But when it comes to the FBI and the anthrax investigation (or "Amerithrax," as the Feds so inelegantly call it), things are rarely as they first appear. Ivins had been cooperating with the FBI for six years, according to his attorney. In other cases, that's what happens when the FBI doesn't have a smoking gun but wants to wear a suspect down into confessing. But it's worth remembering that just one month ago, the federal government paid $5.8 million to Steven Hatfill, another scientist who worked at the very same research lab. Hatfill's name had been leaked to the media as a primary suspect during the years-long bioterrorism investigation. He was never arrested or charged, and when he sued the government for ruining his career, a federal judge found "not a scintilla of evidence" linking Hatfill to the mailings. Hatfill's lawyer, Thomas Connolly, said neither he nor his client had any comment on Ivins.

*** UDATE 8/1 3:00 PM ***

The New York Times' blog, The Lede, asks what might happen if the case were to be closed following this death, especially since the FBI has already been successfully sued for false accusation in this case by another suspect, Dr. Steven Hatfill. Click here to read the post.

The echoes between Dr. Hatfill and Dr. Ivins seem to resonate, leading some to wonder whether the government was once again jumping to conclusions in the case. "Is this going to be Hatfill-2?," Brad Garrett, a former F.B.I. agent who worked the anthrax case, asked ABC News.

With the Justice Department officially mum for the moment, the questions will only grow louder. It falls to the department to say whether that question at the top of this post ought to be repunctuated into a statement -- but an unnamed official told The Associated Press today that the department had not yet decided whether to declare "Case Closed."

If it does so without further explanation, at least one detail will be gleanable from the outcome. "If the case is closed soon," an official told the A.P., "that will indicate that Ivins was the lone suspect."

***

Prompted by the apparent suicide of Bruce Ivins, the FBI's lead suspect in the anthrax mailings that followed 9/11, Salon's Glenn Greenwald extensively reexamines the case today, and how the attacks were used by lead the American people to support the invasion of Iraq. Click here to read the full story.

- SUPPLIED INFORMATION

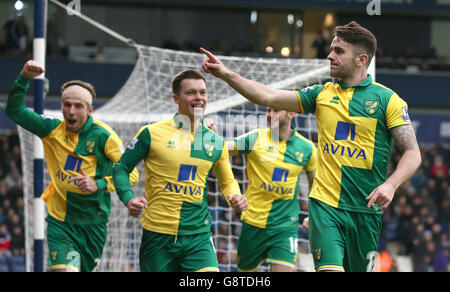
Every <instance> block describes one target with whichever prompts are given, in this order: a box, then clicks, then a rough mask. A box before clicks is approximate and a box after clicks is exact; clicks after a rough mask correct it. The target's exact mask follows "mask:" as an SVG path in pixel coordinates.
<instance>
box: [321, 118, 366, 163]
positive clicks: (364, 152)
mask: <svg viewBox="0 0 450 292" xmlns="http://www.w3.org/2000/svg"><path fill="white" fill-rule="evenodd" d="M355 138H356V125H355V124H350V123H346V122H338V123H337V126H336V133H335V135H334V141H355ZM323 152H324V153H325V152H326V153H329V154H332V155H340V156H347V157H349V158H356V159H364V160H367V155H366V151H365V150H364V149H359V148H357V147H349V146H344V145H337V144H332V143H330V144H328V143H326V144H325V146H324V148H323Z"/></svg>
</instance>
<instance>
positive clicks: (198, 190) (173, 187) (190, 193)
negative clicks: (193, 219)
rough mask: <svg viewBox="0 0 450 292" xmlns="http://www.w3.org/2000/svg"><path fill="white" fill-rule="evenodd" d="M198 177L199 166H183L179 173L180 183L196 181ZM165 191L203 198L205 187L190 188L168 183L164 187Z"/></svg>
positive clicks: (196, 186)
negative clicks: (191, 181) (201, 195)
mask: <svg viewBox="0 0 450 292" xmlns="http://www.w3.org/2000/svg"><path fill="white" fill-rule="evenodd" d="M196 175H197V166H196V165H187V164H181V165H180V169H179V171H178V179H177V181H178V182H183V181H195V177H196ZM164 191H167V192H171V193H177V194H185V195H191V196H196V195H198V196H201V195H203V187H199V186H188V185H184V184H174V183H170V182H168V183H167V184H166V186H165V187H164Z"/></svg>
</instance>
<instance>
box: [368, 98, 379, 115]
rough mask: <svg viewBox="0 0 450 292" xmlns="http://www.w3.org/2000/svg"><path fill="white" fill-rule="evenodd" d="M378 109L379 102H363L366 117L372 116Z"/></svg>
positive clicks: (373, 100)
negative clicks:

- COMPLETE THE FOLLOWING
1. In the anthrax investigation text, how much did the federal government pay Steven Hatfill?
2. Summarize the anthrax investigation text in two sentences.
3. Pick up the anthrax investigation text after its last sentence and continue it for one paragraph.
The records aren't needed for any of these tasks.

- SOLVED PROBLEMS
1. $5.8 million.

2. Bruce Ivins, the FBI's lead suspect in the anthrax mailings, apparently killed himself after six years of cooperating with the FBI. A month earlier, the government paid $5.8 million to Steven Hatfill, another scientist from the same lab whose name had been leaked as a suspect but who was never charged, and the Justice Department has not yet decided whether to close the case.

3.
The 2001 anthrax attacks remain one of the great mysteries of the post-9/11 era. After 9/11 itself, the anthrax attacks were probably the most consequential event of the Bush presidency. One could make a persuasive case that they were actually more consequential. The 9/11 attacks were obviously traumatic for the country, but in the absence of the anthrax attacks, 9/11 could easily have been perceived as a single, isolated event. It was really the anthrax letters -- with the first one sent on September 18, just one week after 9/11 -- that severely ratcheted up the fear levels and created the climate that would dominate in this country for the next several years after. It was anthrax -- sent directly into the heart of the country's elite political and media institutions, to then-Senate Majority Leader Tom Daschle (D-SD), Sen. Pat Leahy (D-Vt), NBC News anchor Tom Brokow, and other leading media outlets -- that created the impression that social order itself was genuinely threatened by Islamic radicalism.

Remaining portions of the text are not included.